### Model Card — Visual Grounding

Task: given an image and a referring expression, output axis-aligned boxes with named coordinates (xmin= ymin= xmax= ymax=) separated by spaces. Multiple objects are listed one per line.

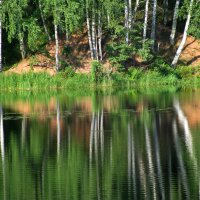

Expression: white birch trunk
xmin=92 ymin=6 xmax=97 ymax=60
xmin=86 ymin=0 xmax=94 ymax=59
xmin=143 ymin=0 xmax=150 ymax=45
xmin=132 ymin=0 xmax=139 ymax=25
xmin=170 ymin=0 xmax=180 ymax=45
xmin=98 ymin=11 xmax=103 ymax=61
xmin=39 ymin=0 xmax=51 ymax=41
xmin=66 ymin=26 xmax=69 ymax=42
xmin=171 ymin=0 xmax=194 ymax=66
xmin=19 ymin=32 xmax=26 ymax=59
xmin=54 ymin=23 xmax=59 ymax=71
xmin=128 ymin=0 xmax=132 ymax=29
xmin=107 ymin=10 xmax=110 ymax=26
xmin=125 ymin=0 xmax=129 ymax=44
xmin=0 ymin=0 xmax=2 ymax=72
xmin=151 ymin=0 xmax=157 ymax=51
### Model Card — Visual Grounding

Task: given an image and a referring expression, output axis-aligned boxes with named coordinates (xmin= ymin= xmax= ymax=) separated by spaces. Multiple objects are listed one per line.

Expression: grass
xmin=1 ymin=65 xmax=200 ymax=91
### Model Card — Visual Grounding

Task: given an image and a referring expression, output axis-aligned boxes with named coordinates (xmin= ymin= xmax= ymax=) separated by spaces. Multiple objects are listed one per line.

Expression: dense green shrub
xmin=91 ymin=61 xmax=104 ymax=83
xmin=128 ymin=68 xmax=143 ymax=80
xmin=106 ymin=42 xmax=136 ymax=72
xmin=175 ymin=65 xmax=200 ymax=79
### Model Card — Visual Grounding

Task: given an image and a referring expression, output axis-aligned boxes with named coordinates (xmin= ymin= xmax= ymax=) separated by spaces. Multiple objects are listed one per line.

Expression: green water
xmin=0 ymin=89 xmax=200 ymax=199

* **WHAT TO DO**: Quote exactly and only the lines from the one holding "Expression: grass" through the end of the data.

* **ANSWER FOR THE TASK**:
Expression: grass
xmin=1 ymin=65 xmax=200 ymax=91
### Model Card — Visual Grounding

Task: given an image and a referring expression, output axis-aligned boxes with named coordinates (xmin= ymin= xmax= ymax=) separated by spaces. Multiple objects are listed one per line.

Expression: dense green shrub
xmin=91 ymin=61 xmax=104 ymax=83
xmin=128 ymin=68 xmax=143 ymax=80
xmin=106 ymin=42 xmax=136 ymax=72
xmin=175 ymin=65 xmax=200 ymax=79
### Model Card — Visual Grounding

Task: given an image and a referring expression, output axis-aligned boxes with named coordinates (xmin= ymin= xmax= ymax=) separated by spaces. Multiple objects are listed one per line.

Expression: green water
xmin=0 ymin=89 xmax=200 ymax=199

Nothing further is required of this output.